**Task instructions:**
All of the data below is to be printed again exactly.

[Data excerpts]
--------------------------------
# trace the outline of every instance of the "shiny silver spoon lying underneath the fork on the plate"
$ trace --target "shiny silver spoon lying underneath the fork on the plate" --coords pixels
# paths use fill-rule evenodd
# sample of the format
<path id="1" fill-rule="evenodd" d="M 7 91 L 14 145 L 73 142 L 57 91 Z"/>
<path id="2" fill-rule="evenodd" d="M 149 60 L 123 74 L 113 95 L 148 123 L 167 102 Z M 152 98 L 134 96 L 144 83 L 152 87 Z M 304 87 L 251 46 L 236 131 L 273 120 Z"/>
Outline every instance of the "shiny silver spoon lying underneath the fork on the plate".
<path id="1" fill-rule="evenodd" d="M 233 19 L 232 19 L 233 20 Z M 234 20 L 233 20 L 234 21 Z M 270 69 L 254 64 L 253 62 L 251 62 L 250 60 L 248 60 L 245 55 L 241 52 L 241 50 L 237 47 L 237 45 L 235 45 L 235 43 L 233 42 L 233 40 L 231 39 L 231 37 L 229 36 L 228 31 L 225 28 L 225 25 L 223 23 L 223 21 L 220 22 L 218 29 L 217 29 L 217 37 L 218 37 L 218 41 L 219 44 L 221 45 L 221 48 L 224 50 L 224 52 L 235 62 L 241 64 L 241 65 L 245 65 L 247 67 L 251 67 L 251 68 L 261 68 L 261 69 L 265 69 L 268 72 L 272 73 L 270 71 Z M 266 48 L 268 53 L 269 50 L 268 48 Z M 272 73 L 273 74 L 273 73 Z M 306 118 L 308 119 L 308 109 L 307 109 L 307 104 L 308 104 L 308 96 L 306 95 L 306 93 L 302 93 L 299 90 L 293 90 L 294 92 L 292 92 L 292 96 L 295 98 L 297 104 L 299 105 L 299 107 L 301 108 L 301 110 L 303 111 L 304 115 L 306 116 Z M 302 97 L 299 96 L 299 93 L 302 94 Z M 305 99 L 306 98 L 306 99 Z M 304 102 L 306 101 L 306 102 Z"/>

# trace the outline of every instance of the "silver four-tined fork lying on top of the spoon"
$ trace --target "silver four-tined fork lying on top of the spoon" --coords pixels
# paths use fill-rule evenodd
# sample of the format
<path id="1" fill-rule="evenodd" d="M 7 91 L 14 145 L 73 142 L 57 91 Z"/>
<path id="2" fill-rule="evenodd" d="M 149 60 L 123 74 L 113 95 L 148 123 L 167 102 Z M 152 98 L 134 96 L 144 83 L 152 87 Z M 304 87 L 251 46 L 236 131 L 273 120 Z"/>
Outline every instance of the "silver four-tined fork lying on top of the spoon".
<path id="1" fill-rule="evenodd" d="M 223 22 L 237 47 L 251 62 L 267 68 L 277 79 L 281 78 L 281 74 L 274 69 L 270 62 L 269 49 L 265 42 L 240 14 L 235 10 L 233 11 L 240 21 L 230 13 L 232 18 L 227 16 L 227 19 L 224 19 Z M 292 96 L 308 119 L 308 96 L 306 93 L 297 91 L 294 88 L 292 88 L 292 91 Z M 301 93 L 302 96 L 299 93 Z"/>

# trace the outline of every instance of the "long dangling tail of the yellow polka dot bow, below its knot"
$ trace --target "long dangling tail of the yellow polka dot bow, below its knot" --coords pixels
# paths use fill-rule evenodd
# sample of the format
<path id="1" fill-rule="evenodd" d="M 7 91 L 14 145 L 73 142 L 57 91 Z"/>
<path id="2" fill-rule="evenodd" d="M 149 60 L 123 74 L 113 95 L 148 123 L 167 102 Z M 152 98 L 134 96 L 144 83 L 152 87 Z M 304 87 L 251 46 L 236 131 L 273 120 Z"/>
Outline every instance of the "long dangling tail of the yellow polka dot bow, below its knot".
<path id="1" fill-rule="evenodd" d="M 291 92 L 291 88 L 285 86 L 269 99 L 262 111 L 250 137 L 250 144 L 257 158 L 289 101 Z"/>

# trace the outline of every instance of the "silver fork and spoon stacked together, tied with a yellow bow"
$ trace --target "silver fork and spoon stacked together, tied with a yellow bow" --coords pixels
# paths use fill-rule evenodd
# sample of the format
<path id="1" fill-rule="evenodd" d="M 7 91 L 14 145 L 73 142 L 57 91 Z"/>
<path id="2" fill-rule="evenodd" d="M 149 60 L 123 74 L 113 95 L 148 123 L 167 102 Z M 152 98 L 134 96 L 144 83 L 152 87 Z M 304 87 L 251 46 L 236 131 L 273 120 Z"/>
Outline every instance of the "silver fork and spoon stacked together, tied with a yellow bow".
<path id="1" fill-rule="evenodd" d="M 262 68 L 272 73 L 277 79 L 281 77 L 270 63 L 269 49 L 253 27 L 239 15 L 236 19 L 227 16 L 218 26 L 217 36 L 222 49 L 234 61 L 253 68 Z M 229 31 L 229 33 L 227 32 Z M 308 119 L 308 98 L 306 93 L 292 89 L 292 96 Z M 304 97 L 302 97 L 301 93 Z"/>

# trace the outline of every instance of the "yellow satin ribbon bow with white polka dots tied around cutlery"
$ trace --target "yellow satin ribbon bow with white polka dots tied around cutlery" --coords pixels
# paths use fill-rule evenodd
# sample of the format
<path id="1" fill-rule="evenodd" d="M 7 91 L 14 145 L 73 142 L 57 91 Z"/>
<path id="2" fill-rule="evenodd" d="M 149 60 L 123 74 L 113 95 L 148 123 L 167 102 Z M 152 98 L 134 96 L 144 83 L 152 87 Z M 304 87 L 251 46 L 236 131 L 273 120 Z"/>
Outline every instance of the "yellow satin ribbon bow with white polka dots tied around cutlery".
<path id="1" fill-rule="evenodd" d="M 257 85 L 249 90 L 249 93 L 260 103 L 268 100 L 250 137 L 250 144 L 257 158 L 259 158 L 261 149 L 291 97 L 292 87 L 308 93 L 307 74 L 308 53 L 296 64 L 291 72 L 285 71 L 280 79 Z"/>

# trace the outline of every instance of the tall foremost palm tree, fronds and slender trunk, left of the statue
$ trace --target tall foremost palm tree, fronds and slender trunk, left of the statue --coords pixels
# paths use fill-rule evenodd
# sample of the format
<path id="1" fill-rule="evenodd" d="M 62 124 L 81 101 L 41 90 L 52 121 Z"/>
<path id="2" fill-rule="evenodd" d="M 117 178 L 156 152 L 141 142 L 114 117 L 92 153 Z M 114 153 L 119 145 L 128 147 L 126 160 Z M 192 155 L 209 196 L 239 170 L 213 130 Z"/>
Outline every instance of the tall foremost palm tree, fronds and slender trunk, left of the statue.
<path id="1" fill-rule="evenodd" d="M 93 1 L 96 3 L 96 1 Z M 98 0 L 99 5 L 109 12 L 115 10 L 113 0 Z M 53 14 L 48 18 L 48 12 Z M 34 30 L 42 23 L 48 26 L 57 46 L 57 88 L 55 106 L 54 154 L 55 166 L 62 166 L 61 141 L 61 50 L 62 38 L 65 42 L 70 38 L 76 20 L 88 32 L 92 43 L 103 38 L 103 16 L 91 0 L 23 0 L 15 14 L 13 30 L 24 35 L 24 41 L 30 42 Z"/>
--------------------------------
**Answer to the problem:**
# trace the outline of every instance of the "shiny silver spoon lying underneath the fork on the plate"
$ trace --target "shiny silver spoon lying underneath the fork on the plate" --coords pixels
# paths use fill-rule evenodd
# sample of the format
<path id="1" fill-rule="evenodd" d="M 7 91 L 14 145 L 73 142 L 57 91 Z"/>
<path id="2" fill-rule="evenodd" d="M 149 60 L 123 74 L 113 95 L 148 123 L 167 102 Z M 152 98 L 134 96 L 144 83 L 152 87 Z M 304 87 L 251 46 L 236 131 L 273 120 Z"/>
Outline every instance of the "shiny silver spoon lying underneath the fork on the plate".
<path id="1" fill-rule="evenodd" d="M 233 19 L 232 19 L 233 20 Z M 234 20 L 233 20 L 234 21 Z M 270 69 L 254 64 L 253 62 L 251 62 L 250 60 L 248 60 L 245 55 L 241 52 L 241 50 L 237 47 L 237 45 L 235 45 L 235 43 L 233 42 L 233 40 L 231 39 L 231 37 L 229 36 L 228 31 L 225 28 L 225 25 L 223 23 L 223 21 L 220 22 L 218 29 L 217 29 L 217 37 L 218 37 L 218 41 L 219 44 L 221 45 L 221 48 L 224 50 L 224 52 L 235 62 L 241 64 L 241 65 L 245 65 L 247 67 L 251 67 L 251 68 L 261 68 L 261 69 L 265 69 L 268 72 L 272 73 L 270 71 Z M 266 48 L 268 53 L 269 50 L 268 48 Z M 272 73 L 273 74 L 273 73 Z M 306 118 L 308 119 L 308 109 L 307 109 L 307 104 L 308 104 L 308 96 L 306 95 L 306 93 L 302 93 L 299 90 L 293 90 L 294 92 L 292 92 L 292 96 L 295 98 L 297 104 L 299 105 L 299 107 L 301 108 L 301 110 L 303 111 L 304 115 L 306 116 Z M 302 97 L 299 96 L 299 93 L 302 94 Z M 305 99 L 306 98 L 306 99 Z M 304 102 L 306 101 L 306 102 Z"/>

# trace the outline of every instance of the "silver four-tined fork lying on top of the spoon"
$ trace --target "silver four-tined fork lying on top of the spoon" --coords pixels
# paths use fill-rule evenodd
# sample of the format
<path id="1" fill-rule="evenodd" d="M 7 91 L 14 145 L 73 142 L 57 91 Z"/>
<path id="2" fill-rule="evenodd" d="M 149 60 L 123 74 L 113 95 L 148 123 L 167 102 Z M 152 98 L 134 96 L 144 83 L 152 87 Z M 304 87 L 251 46 L 236 131 L 273 120 Z"/>
Outline every instance of the "silver four-tined fork lying on top of the spoon".
<path id="1" fill-rule="evenodd" d="M 223 22 L 237 47 L 251 62 L 267 68 L 277 79 L 281 78 L 281 74 L 274 69 L 270 62 L 269 49 L 265 42 L 240 14 L 235 10 L 233 11 L 240 21 L 230 13 L 232 18 L 227 16 L 227 19 L 224 19 Z M 292 96 L 308 119 L 308 96 L 306 93 L 297 91 L 294 88 L 292 88 L 292 91 Z M 301 93 L 302 96 L 299 93 Z"/>

# trace the outline of every instance of the "long dangling tail of the yellow polka dot bow, below its knot"
$ trace --target "long dangling tail of the yellow polka dot bow, below its knot" --coords pixels
# paths use fill-rule evenodd
# sample of the format
<path id="1" fill-rule="evenodd" d="M 7 91 L 14 145 L 73 142 L 57 91 Z"/>
<path id="2" fill-rule="evenodd" d="M 149 60 L 123 74 L 113 95 L 148 123 L 167 102 Z M 152 98 L 134 96 L 144 83 L 152 87 Z M 304 87 L 251 46 L 236 131 L 273 120 Z"/>
Outline every instance of the "long dangling tail of the yellow polka dot bow, below its knot".
<path id="1" fill-rule="evenodd" d="M 291 92 L 291 88 L 285 86 L 269 99 L 262 111 L 250 137 L 250 144 L 257 158 L 289 101 Z"/>

# trace the outline of every instance of the "silver fork and spoon stacked together, tied with a yellow bow"
$ trace --target "silver fork and spoon stacked together, tied with a yellow bow" --coords pixels
# paths use fill-rule evenodd
# sample of the format
<path id="1" fill-rule="evenodd" d="M 7 91 L 14 145 L 73 142 L 57 91 Z"/>
<path id="2" fill-rule="evenodd" d="M 149 60 L 123 74 L 113 95 L 148 123 L 167 102 Z M 152 98 L 134 96 L 144 83 L 152 87 Z M 304 87 L 251 46 L 236 131 L 273 120 Z"/>
Outline every instance of the "silver fork and spoon stacked together, tied with a yellow bow".
<path id="1" fill-rule="evenodd" d="M 262 68 L 272 73 L 277 79 L 281 77 L 270 63 L 269 49 L 253 27 L 239 15 L 236 19 L 227 16 L 218 26 L 217 36 L 222 49 L 234 61 L 253 68 Z M 229 31 L 229 33 L 227 32 Z M 308 119 L 308 98 L 306 93 L 292 89 L 292 96 Z M 304 97 L 302 97 L 301 93 Z"/>

# trace the outline of every instance of the "yellow satin ribbon bow with white polka dots tied around cutlery"
$ trace --target "yellow satin ribbon bow with white polka dots tied around cutlery" --coords pixels
# paths use fill-rule evenodd
# sample of the format
<path id="1" fill-rule="evenodd" d="M 7 91 L 14 145 L 73 142 L 57 91 Z"/>
<path id="2" fill-rule="evenodd" d="M 149 60 L 123 74 L 113 95 L 148 123 L 167 102 Z M 152 98 L 134 96 L 144 83 L 152 87 Z M 304 87 L 251 46 L 236 131 L 273 120 Z"/>
Outline every instance of the "yellow satin ribbon bow with white polka dots tied around cutlery".
<path id="1" fill-rule="evenodd" d="M 257 85 L 249 90 L 249 93 L 260 103 L 268 100 L 250 137 L 250 144 L 257 158 L 259 158 L 261 149 L 291 97 L 292 87 L 308 93 L 307 74 L 308 53 L 296 64 L 291 72 L 285 71 L 280 79 Z"/>

# trace the outline of every instance of the tall foremost palm tree, fronds and slender trunk, left of the statue
$ trace --target tall foremost palm tree, fronds and slender trunk, left of the statue --coords pixels
# paths use fill-rule evenodd
# sample of the format
<path id="1" fill-rule="evenodd" d="M 62 124 L 81 101 L 41 90 L 52 121 Z"/>
<path id="2" fill-rule="evenodd" d="M 117 178 L 156 152 L 141 142 L 114 117 L 92 153 Z M 114 153 L 119 145 L 128 147 L 126 160 Z M 192 155 L 209 196 L 239 170 L 213 130 Z"/>
Outline every instance of the tall foremost palm tree, fronds and slender trunk, left of the statue.
<path id="1" fill-rule="evenodd" d="M 93 1 L 96 3 L 96 1 Z M 98 0 L 99 5 L 109 12 L 115 10 L 113 0 Z M 53 14 L 48 18 L 48 12 Z M 34 30 L 42 23 L 48 26 L 57 46 L 57 88 L 55 106 L 54 154 L 55 166 L 62 166 L 61 141 L 61 50 L 62 38 L 65 42 L 70 38 L 76 20 L 88 32 L 92 43 L 103 38 L 103 16 L 91 0 L 23 0 L 15 14 L 13 30 L 24 35 L 24 41 L 30 42 Z"/>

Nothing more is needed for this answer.